• Text:

In June 2026, the GLX trim was added to the lineup.

==== Taiwan ====
The Xforce was launched in Taiwan on 3 November 2025 and sales commenced on 30 December 2025 at the Taipei New Car and New Energy Vehicles Motor Show. Built and assembled at China Motor Corporation, it is available with three variants: Enjoy Edition, Cool Edition and Binge Edition, both variants are equipped with ADAS as standard equipment.

==== Thailand ====
The Xforce was launched in Thailand on 20 March 2025, debuted with the hybrid electric powertrain marketed as the HEV, are built and assembled by Mitsubishi Motors Thailand (MMTh). It is available with three trim levels: Ignite, Ultimate and Ultimate X.

• Work task A:
Translate this sentence from the Xforce text into Spanish: "In June 2026, the GLX trim was added to the lineup."
• Work task B:
Write out the stretch of the Xforce text from "In June 2026, the" through "as standard equipment.", word for word.
The items after the Xforce text are separate material and have no connection to it.

• Data for review:
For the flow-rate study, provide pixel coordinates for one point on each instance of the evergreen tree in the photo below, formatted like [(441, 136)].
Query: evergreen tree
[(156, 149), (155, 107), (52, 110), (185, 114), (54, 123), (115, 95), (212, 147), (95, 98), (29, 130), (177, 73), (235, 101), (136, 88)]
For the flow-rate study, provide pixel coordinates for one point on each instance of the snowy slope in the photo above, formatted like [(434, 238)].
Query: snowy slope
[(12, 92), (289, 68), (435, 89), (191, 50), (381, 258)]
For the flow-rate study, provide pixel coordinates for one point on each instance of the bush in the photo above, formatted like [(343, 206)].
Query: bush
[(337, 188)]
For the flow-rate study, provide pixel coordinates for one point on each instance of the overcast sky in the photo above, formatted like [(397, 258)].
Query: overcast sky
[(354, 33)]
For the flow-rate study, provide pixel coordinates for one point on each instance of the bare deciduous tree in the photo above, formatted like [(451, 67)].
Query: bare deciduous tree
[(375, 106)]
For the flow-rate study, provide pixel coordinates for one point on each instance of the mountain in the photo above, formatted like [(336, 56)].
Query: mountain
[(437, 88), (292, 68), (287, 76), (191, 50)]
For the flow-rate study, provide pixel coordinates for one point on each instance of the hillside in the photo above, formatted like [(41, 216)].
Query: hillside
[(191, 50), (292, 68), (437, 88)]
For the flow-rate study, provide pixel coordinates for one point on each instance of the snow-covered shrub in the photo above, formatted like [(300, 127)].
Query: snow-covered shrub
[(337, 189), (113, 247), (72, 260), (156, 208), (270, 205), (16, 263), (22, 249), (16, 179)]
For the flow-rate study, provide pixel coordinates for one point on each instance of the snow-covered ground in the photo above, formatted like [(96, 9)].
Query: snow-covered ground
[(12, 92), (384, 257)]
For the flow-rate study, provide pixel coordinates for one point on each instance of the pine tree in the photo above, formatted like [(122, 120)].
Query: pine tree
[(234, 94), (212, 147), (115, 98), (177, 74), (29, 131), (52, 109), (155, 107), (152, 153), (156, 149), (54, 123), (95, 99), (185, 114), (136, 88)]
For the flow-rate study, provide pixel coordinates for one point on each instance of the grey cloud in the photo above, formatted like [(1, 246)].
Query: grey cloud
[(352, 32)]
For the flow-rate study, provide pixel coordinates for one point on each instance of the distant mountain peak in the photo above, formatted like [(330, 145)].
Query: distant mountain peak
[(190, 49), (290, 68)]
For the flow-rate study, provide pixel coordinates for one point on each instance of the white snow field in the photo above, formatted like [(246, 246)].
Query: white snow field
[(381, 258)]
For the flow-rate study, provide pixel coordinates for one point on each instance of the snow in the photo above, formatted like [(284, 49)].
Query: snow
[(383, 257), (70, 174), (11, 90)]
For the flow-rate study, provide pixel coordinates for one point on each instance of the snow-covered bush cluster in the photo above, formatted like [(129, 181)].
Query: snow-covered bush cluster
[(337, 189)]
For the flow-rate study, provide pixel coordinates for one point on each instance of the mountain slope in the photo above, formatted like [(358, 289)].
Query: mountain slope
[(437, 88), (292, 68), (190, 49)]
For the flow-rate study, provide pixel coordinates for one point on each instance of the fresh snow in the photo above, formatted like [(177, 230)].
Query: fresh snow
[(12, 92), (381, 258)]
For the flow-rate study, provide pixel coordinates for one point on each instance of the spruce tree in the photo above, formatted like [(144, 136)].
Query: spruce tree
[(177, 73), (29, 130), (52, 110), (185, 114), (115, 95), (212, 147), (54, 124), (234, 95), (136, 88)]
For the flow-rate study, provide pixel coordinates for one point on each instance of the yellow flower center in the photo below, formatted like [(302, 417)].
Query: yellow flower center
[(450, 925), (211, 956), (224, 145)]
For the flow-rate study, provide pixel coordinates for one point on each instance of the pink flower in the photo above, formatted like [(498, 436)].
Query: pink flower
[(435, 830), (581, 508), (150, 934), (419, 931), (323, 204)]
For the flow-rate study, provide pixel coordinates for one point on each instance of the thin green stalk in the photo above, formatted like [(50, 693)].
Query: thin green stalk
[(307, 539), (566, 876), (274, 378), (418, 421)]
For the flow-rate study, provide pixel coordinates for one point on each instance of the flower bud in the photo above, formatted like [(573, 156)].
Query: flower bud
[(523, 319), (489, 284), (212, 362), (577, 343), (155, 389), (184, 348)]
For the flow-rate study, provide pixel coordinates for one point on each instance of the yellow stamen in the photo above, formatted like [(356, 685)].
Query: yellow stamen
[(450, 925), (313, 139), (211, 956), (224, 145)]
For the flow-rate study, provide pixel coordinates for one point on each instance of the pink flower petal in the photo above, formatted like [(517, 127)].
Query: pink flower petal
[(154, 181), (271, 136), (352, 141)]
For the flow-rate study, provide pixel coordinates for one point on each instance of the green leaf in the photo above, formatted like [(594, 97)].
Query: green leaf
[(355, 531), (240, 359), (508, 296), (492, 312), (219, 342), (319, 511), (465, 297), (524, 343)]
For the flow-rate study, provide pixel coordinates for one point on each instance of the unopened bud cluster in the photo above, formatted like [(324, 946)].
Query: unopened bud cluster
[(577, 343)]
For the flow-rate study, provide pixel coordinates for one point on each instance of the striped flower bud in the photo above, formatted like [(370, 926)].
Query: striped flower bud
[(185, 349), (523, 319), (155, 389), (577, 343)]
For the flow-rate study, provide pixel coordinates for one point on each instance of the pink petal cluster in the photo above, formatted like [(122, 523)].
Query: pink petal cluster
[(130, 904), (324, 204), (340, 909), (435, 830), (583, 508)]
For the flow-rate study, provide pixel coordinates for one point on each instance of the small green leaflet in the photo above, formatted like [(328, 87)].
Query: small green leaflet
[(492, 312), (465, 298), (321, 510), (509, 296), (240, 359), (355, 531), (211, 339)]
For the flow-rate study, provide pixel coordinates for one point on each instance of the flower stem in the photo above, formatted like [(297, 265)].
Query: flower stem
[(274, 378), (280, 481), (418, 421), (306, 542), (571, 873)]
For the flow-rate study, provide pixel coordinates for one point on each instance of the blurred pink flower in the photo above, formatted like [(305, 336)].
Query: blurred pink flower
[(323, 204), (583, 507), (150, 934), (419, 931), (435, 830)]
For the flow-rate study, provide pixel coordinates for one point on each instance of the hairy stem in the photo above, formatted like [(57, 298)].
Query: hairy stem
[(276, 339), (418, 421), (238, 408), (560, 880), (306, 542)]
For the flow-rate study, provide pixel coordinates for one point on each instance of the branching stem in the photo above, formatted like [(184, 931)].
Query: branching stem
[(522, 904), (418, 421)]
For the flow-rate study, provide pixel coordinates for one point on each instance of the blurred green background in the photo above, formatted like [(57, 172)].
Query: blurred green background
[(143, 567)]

• Task output A:
En junio de 2026, la versión GLX se añadió a la gama.

• Task output B:
In June 2026, the GLX trim was added to the lineup.

==== Taiwan ====
The Xforce was launched in Taiwan on 3 November 2025 and sales commenced on 30 December 2025 at the Taipei New Car and New Energy Vehicles Motor Show. Built and assembled at China Motor Corporation, it is available with three variants: Enjoy Edition, Cool Edition and Binge Edition, both variants are equipped with ADAS as standard equipment.